- _TO DO_:
The expected result is the run of lines from the one containing "Would you be able to point at the small dark" to the end of the listing, copied exactly.

- _DATA IN THIS EXERCISE_:
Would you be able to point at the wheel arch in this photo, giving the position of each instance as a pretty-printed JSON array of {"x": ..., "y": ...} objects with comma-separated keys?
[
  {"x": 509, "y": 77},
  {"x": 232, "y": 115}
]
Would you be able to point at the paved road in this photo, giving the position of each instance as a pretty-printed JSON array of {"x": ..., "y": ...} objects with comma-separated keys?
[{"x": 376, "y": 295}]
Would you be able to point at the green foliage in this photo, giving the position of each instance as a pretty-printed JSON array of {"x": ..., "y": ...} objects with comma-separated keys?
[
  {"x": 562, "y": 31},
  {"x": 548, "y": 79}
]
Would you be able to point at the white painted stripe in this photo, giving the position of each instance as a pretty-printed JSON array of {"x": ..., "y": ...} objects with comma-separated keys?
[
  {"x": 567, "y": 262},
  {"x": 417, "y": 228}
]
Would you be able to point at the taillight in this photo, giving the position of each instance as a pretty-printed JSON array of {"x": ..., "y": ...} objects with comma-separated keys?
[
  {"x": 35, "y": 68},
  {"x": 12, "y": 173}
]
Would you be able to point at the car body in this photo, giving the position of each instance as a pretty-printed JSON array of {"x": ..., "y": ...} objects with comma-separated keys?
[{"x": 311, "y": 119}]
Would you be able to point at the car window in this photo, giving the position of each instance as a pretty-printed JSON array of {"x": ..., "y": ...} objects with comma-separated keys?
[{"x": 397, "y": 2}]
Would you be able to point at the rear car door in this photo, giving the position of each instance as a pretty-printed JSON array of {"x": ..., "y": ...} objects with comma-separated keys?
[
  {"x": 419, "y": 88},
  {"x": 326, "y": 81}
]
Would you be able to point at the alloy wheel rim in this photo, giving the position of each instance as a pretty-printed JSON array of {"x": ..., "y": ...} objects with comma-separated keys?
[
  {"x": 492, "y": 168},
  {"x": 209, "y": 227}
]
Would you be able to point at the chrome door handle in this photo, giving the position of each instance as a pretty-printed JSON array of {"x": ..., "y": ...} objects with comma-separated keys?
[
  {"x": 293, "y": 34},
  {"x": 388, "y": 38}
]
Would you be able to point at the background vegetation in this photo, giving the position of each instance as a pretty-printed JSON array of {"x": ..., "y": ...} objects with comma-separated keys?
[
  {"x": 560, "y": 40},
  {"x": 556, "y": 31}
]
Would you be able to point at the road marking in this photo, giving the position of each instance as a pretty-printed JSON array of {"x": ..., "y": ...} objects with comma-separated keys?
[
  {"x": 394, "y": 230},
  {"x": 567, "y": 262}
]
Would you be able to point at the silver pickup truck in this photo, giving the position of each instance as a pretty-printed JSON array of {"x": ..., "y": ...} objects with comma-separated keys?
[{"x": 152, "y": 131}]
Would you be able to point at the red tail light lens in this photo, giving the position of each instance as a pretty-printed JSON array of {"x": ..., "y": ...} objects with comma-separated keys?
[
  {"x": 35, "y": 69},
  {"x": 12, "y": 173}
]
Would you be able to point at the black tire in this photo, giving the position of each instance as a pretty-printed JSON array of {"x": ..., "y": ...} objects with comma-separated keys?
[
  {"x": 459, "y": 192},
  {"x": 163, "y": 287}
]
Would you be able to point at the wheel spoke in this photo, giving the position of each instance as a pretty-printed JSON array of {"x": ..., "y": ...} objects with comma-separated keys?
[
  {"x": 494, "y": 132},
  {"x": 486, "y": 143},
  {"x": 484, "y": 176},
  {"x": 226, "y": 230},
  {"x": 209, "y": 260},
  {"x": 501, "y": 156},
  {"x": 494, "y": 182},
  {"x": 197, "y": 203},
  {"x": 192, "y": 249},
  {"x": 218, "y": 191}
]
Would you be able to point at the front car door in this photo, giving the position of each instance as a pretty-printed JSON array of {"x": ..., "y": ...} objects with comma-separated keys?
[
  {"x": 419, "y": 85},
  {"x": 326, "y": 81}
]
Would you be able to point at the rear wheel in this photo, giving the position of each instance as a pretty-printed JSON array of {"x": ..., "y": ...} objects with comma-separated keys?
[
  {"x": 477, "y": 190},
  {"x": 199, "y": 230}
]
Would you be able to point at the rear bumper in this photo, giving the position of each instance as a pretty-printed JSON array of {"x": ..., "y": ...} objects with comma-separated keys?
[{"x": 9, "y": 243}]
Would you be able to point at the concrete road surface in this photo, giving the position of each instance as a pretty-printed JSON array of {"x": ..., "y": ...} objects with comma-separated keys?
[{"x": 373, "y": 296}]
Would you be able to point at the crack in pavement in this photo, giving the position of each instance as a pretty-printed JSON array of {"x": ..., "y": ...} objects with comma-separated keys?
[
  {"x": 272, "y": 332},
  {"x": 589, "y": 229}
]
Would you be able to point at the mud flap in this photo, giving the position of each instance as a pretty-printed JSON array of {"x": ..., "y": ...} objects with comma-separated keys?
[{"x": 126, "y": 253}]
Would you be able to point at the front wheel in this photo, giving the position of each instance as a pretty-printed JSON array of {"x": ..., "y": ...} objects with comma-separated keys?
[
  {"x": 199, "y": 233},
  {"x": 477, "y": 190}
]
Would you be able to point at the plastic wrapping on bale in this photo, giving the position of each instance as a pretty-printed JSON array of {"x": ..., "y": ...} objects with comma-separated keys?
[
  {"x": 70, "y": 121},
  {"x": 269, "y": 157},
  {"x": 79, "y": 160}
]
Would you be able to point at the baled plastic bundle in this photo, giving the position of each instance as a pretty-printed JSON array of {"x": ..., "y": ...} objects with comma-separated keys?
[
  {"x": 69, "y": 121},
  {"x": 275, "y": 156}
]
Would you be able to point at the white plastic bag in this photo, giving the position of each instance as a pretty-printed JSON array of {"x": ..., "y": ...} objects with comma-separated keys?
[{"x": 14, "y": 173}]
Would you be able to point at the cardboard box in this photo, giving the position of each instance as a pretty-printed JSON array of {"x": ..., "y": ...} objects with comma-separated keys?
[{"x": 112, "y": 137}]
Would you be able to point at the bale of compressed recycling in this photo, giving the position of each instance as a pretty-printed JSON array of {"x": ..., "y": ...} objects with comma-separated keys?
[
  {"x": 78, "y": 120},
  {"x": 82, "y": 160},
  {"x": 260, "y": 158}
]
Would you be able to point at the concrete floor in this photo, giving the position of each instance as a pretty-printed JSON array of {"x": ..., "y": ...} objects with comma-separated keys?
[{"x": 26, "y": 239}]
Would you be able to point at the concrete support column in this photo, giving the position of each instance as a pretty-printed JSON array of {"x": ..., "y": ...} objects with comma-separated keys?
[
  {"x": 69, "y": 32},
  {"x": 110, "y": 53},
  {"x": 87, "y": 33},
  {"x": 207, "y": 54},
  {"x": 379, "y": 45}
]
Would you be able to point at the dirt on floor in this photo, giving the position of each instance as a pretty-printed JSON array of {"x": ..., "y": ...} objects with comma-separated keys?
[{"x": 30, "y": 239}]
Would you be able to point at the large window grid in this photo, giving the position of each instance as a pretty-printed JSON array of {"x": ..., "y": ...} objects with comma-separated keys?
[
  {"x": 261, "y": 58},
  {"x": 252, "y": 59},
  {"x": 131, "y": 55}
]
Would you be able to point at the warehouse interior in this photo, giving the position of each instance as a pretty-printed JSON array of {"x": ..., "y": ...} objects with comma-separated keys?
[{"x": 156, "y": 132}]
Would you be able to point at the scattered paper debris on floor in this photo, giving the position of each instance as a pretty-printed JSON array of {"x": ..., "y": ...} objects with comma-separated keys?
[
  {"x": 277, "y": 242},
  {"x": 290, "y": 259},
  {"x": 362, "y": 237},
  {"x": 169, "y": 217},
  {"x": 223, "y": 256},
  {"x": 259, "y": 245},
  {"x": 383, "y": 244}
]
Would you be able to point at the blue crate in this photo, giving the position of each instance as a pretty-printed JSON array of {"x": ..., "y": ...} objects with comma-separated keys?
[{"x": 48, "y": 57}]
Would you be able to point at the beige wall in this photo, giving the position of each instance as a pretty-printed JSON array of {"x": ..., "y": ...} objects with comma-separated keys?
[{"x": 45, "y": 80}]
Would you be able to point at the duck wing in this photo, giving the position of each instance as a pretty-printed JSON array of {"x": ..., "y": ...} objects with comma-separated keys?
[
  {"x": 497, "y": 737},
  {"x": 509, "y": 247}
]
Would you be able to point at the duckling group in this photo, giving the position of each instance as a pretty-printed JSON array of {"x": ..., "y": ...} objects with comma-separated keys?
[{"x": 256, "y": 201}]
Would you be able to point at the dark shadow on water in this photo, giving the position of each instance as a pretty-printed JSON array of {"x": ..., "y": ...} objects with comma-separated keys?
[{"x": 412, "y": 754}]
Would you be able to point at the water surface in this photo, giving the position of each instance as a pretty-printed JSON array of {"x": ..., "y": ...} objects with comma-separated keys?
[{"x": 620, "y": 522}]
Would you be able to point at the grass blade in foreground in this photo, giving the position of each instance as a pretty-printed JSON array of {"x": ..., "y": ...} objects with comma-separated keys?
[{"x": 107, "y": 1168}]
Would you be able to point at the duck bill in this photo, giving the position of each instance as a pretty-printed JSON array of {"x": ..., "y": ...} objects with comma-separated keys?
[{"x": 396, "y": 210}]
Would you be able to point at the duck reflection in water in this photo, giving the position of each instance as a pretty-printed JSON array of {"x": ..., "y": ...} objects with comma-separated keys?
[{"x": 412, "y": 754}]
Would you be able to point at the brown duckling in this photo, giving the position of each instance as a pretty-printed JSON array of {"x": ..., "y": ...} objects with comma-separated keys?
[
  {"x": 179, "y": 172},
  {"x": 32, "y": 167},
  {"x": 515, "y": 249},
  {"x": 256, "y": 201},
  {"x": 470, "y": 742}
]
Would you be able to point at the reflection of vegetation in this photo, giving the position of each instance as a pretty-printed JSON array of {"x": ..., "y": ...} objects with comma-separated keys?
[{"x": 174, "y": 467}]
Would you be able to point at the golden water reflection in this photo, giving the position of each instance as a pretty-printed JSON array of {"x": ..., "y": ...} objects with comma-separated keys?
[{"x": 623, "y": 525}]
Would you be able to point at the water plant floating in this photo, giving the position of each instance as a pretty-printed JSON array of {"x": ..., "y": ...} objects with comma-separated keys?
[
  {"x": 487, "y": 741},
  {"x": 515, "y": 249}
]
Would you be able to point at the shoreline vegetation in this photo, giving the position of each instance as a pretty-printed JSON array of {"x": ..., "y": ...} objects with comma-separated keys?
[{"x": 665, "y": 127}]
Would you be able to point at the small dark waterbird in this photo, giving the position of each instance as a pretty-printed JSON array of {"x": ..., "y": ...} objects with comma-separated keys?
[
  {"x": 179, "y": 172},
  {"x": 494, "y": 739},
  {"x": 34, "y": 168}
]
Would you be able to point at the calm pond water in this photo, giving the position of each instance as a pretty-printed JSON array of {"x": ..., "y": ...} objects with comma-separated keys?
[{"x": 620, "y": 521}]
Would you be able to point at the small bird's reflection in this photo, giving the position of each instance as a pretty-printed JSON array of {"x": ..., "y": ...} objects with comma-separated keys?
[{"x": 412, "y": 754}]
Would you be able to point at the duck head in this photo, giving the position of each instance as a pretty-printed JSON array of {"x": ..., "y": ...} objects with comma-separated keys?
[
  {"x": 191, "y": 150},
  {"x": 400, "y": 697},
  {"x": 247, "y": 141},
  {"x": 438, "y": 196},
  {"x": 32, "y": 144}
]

- _FINISHED TASK_:
Would you be able to point at the small dark waterbird in this photo, giving the position of each instance as a pretty-printed JSON array of {"x": ..., "y": ...} objects with comma-separated keys?
[
  {"x": 179, "y": 172},
  {"x": 494, "y": 739},
  {"x": 34, "y": 168}
]
Would you be able to point at the calm pond water in this photo, giving the position of each instance as a pretty-printed JSON array of {"x": ..., "y": ...} objects with comma-separated keys?
[{"x": 620, "y": 521}]
Would you be able to point at the small bird's reflection in this photo, giving the position of each instance as a pretty-printed JSON array of {"x": ..., "y": ...} objects with comma-separated keys?
[{"x": 412, "y": 754}]
Would you be able to point at the duck head in this photo, giving the position of each instance as a pretty-printed JSON array of {"x": ..., "y": ...} objects with comma-separated keys?
[
  {"x": 191, "y": 150},
  {"x": 400, "y": 697},
  {"x": 247, "y": 141},
  {"x": 438, "y": 196},
  {"x": 32, "y": 144}
]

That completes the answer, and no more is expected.